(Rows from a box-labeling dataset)

■ ■ ■ ■ ■ ■ ■

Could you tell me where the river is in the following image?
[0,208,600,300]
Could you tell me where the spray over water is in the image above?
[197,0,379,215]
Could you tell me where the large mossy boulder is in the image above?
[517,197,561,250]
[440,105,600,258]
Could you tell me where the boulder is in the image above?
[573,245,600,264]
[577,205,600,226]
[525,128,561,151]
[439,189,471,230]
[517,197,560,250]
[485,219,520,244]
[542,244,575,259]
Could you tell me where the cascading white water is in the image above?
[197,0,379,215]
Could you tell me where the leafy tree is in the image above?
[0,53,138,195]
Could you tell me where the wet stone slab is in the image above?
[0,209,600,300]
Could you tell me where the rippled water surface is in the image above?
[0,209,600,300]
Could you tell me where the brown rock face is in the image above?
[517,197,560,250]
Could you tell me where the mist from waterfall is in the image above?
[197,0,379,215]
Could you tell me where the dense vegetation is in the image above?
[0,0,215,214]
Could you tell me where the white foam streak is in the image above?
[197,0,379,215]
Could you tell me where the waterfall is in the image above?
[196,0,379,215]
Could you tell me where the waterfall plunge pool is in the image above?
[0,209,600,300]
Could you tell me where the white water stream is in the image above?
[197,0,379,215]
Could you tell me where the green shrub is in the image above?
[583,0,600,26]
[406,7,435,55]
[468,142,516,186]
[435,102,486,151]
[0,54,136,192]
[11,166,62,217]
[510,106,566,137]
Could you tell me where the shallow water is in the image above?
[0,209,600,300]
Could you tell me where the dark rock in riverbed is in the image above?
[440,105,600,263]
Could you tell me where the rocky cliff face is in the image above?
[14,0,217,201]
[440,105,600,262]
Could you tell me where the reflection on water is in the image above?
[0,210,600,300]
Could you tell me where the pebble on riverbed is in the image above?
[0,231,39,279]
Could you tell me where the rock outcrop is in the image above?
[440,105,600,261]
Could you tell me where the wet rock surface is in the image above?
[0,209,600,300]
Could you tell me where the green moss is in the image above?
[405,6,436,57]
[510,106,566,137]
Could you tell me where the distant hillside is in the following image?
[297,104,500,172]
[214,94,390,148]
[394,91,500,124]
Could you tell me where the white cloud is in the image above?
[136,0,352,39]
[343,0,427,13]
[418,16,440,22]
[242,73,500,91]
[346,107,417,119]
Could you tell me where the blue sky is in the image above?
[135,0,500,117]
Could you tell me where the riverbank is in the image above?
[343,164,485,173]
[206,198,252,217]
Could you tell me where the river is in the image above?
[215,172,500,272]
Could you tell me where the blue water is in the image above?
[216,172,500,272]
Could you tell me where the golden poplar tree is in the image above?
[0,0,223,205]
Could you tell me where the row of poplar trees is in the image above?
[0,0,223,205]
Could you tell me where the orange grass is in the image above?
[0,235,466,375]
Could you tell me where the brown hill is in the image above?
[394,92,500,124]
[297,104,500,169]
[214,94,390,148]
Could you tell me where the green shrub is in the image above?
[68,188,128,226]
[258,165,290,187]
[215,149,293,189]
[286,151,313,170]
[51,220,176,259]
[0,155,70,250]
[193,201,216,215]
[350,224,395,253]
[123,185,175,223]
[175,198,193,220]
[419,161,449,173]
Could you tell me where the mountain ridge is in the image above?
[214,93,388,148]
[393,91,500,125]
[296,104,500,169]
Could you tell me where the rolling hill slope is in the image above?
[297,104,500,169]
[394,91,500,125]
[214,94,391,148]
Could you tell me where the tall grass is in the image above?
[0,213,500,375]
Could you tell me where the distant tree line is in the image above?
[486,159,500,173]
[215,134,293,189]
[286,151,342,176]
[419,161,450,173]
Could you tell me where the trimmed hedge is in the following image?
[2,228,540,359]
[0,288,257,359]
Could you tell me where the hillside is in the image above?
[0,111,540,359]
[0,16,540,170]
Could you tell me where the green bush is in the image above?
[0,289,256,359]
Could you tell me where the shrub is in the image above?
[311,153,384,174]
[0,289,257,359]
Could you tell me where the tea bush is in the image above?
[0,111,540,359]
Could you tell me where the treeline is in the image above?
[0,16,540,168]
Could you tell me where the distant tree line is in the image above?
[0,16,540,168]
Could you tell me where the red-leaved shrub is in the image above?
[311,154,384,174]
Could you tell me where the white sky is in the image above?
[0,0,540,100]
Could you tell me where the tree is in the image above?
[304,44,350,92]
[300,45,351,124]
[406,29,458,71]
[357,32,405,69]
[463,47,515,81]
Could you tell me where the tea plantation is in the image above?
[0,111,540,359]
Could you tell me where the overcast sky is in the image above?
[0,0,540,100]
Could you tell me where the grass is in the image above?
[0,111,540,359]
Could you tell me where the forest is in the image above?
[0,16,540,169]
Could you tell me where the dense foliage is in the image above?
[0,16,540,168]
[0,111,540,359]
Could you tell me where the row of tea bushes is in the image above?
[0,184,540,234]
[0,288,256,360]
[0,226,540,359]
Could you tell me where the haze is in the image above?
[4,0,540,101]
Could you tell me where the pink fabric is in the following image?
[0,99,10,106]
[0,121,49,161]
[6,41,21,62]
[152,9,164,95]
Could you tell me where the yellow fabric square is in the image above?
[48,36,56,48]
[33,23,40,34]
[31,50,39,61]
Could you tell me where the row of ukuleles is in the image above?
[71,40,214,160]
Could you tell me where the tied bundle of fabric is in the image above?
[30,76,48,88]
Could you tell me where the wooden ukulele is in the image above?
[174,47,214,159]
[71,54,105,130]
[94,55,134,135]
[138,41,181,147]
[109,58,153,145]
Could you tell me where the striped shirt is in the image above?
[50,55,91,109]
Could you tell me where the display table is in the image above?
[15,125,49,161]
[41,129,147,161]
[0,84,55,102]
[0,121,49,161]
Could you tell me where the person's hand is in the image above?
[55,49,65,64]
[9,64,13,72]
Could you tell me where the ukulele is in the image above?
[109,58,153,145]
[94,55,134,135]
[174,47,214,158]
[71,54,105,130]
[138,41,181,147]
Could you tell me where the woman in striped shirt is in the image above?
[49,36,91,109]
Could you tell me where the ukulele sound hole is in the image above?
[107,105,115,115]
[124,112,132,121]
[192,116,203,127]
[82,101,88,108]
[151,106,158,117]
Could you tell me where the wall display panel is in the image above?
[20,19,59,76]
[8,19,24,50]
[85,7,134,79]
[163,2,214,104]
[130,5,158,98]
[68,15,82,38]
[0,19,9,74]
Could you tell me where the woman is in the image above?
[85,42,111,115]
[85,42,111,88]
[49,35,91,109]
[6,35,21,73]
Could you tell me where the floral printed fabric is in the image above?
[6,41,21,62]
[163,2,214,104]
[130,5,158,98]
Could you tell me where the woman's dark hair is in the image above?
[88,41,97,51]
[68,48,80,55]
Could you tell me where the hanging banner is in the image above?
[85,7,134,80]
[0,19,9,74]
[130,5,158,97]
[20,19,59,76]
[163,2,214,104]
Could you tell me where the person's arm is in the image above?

■ ■ ■ ■ ■ ■ ■

__What to produce__.
Rewrite the lines of the listing as a numbered list, starting with the line containing "Could you tell me where the treeline" and going on through the line containing "[0,16,540,169]", both included. Leave out any blank lines.

__Correct result__.
1. Could you tell me where the treeline is in the image above?
2. [0,16,540,168]
3. Could you tell me where the distant tree line is in the image above?
4. [0,16,540,168]
5. Could you tell me where the red-leaved shrub is in the image above?
6. [311,154,384,174]
7. Could you tell me where the white sky is in the image above?
8. [0,0,540,100]
9. Could you tell me where the tree is in the image above?
10. [304,44,350,92]
11. [300,45,351,124]
12. [406,29,458,71]
13. [357,32,405,69]
14. [463,47,515,81]
15. Could you tell me where the tea plantation is in the image above?
16. [0,111,540,359]
17. Could you tell me where the overcast sky is in the image above?
18. [0,0,540,100]
19. Could you tell me where the grass is in the image above?
20. [0,111,540,359]
21. Could you tell me where the forest is in the image above?
22. [0,16,540,169]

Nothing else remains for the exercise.